Give the number of lines in the listing below that contain the string "baker", with case counting, and reply with that number alone.
## BEGIN TASK INPUT
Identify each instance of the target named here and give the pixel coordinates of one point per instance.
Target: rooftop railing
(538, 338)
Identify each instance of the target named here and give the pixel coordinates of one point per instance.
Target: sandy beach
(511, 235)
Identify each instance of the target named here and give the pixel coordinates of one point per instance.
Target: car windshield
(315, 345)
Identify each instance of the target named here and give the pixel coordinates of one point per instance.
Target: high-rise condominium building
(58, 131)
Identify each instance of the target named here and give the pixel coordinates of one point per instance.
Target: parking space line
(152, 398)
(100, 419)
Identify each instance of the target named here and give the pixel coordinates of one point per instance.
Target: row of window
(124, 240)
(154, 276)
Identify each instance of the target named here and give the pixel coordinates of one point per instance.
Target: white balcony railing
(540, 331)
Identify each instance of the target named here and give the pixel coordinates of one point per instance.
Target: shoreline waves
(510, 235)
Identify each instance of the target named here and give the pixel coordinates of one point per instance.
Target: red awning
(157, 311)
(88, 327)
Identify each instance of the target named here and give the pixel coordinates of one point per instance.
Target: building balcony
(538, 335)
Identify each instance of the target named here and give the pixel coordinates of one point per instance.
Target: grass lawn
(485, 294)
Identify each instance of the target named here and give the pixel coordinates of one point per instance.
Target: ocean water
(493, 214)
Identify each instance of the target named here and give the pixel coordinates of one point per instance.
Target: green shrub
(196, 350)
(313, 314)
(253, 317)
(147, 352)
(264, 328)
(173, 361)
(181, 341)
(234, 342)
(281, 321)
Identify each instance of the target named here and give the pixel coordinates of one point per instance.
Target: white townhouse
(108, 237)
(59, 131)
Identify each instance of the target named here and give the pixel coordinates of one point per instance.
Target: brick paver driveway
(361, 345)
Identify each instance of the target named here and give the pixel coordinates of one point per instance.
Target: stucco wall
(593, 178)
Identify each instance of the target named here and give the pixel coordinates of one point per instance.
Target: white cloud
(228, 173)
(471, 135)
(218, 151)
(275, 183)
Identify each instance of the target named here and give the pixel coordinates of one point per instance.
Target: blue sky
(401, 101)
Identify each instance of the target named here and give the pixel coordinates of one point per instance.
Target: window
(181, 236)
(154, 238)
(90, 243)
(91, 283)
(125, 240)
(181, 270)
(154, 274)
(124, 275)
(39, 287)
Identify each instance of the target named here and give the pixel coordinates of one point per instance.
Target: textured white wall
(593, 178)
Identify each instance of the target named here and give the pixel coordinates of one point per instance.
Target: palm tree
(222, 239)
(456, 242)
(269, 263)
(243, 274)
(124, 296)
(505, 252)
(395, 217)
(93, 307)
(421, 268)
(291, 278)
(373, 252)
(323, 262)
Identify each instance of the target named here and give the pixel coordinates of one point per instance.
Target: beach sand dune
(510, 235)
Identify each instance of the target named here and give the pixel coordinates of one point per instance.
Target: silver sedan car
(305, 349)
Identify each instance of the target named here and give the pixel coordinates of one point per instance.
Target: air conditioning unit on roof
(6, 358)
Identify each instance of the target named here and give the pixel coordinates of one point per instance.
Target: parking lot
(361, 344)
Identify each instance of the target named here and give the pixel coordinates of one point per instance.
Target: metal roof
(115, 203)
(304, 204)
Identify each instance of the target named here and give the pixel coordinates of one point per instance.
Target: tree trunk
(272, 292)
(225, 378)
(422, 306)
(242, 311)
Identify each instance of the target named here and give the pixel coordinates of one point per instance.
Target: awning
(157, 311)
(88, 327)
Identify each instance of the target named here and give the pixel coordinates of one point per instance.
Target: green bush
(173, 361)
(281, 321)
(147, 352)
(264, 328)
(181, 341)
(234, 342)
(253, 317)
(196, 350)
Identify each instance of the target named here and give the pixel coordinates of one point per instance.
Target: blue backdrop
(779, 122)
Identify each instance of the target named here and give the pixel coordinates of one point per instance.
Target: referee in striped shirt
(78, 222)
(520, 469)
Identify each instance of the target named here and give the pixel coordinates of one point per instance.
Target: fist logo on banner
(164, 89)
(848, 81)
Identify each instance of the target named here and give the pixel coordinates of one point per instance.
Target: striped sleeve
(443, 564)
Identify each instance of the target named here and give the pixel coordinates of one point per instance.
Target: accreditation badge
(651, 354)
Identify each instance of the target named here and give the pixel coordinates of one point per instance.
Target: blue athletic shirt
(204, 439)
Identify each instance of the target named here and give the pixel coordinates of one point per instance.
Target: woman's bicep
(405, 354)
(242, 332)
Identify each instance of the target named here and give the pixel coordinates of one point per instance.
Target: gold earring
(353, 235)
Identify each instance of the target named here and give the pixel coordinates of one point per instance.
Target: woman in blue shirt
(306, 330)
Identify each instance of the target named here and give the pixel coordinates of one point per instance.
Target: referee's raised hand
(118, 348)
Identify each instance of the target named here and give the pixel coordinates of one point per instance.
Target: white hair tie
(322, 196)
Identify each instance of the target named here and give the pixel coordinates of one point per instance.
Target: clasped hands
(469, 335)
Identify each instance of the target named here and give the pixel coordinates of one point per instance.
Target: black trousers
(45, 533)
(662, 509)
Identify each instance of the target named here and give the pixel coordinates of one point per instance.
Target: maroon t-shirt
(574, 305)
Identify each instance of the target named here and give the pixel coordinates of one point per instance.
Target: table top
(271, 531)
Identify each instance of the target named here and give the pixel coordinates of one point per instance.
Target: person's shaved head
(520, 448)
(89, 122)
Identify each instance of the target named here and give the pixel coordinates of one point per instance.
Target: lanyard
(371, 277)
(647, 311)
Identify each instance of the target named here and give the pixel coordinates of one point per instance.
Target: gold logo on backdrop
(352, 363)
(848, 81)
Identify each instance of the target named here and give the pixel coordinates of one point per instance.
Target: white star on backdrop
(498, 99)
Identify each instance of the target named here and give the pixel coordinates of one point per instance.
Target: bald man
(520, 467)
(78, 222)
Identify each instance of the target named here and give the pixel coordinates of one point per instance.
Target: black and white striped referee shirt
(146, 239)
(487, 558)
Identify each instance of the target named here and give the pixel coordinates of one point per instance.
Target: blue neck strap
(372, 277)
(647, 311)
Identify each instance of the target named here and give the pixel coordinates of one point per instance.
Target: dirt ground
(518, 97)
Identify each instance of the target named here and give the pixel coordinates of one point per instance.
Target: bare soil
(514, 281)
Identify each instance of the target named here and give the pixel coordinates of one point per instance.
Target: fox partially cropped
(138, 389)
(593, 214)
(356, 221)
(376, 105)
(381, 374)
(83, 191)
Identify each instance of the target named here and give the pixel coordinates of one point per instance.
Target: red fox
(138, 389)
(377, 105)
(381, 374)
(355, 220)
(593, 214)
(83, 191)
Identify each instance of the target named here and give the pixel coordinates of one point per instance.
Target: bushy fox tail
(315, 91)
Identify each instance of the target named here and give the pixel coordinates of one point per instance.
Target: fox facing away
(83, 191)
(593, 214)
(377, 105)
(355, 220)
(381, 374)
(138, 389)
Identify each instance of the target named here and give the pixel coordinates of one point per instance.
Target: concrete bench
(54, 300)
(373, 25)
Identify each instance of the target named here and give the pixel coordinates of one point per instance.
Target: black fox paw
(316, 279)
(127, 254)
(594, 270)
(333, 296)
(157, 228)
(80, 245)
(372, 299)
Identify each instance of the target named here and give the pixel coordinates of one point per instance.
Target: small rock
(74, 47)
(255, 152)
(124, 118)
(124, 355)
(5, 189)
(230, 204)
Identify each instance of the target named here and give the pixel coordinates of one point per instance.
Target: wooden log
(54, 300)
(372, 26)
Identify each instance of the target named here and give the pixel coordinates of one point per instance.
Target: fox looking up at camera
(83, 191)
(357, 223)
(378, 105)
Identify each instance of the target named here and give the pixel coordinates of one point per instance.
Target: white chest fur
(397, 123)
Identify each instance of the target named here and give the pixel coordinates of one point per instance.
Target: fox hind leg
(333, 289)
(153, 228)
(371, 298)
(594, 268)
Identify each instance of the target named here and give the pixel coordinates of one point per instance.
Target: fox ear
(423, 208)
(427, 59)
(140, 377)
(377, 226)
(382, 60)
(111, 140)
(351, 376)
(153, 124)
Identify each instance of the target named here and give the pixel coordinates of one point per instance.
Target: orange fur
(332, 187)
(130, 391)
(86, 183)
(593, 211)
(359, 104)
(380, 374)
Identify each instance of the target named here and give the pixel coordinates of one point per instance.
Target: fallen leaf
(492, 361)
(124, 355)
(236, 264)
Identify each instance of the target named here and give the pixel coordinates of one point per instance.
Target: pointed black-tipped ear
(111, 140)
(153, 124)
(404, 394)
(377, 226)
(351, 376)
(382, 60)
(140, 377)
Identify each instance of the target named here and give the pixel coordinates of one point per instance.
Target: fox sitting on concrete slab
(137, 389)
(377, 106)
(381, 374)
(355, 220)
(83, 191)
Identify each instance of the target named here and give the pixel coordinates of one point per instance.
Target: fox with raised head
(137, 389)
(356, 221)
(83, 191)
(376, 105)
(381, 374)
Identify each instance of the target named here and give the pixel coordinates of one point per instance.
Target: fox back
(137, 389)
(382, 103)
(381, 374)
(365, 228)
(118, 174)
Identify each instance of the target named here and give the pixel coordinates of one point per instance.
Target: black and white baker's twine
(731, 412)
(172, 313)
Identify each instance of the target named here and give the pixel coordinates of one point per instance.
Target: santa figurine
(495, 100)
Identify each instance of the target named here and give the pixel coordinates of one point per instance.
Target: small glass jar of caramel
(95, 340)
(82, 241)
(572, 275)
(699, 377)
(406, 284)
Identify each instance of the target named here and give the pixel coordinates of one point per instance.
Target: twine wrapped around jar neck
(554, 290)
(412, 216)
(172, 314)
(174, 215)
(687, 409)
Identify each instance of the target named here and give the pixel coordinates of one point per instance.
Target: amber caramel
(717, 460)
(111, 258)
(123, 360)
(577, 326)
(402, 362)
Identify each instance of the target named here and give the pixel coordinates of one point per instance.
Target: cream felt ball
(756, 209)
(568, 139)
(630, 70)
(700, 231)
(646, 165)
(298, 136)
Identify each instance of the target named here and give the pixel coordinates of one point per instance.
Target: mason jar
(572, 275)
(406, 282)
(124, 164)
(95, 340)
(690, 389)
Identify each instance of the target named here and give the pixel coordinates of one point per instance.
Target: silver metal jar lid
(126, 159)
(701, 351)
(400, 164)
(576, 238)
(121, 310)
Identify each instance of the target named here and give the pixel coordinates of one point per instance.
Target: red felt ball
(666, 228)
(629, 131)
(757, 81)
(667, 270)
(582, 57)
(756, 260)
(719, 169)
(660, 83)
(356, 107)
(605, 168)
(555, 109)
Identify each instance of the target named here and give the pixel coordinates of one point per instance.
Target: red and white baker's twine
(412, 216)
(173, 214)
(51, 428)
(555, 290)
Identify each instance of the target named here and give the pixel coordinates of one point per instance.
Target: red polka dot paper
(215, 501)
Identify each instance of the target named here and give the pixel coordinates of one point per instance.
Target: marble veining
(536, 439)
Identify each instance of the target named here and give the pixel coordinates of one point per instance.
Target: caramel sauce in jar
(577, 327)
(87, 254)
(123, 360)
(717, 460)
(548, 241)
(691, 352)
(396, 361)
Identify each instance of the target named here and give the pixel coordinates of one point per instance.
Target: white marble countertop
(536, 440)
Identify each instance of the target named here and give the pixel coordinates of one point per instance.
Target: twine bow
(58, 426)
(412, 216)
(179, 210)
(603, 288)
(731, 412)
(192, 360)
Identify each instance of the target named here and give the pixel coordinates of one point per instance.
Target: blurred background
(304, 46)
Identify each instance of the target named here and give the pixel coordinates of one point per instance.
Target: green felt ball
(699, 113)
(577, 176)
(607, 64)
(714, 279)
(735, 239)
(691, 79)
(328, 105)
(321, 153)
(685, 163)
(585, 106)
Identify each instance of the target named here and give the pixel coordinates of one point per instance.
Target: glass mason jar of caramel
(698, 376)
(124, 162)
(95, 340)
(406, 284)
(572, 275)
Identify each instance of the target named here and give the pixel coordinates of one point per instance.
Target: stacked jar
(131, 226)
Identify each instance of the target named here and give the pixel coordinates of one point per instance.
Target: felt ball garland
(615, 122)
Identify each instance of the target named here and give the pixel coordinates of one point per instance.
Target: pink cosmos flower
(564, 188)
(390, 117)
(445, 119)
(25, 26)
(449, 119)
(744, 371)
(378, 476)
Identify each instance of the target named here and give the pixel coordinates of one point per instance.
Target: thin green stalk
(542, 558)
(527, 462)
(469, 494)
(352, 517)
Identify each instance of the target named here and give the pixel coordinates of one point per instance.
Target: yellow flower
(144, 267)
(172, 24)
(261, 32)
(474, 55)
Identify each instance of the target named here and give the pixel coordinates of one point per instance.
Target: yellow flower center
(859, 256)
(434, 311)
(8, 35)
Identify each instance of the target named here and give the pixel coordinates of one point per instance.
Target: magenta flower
## END TASK INPUT
# EXERCISE ANSWER:
2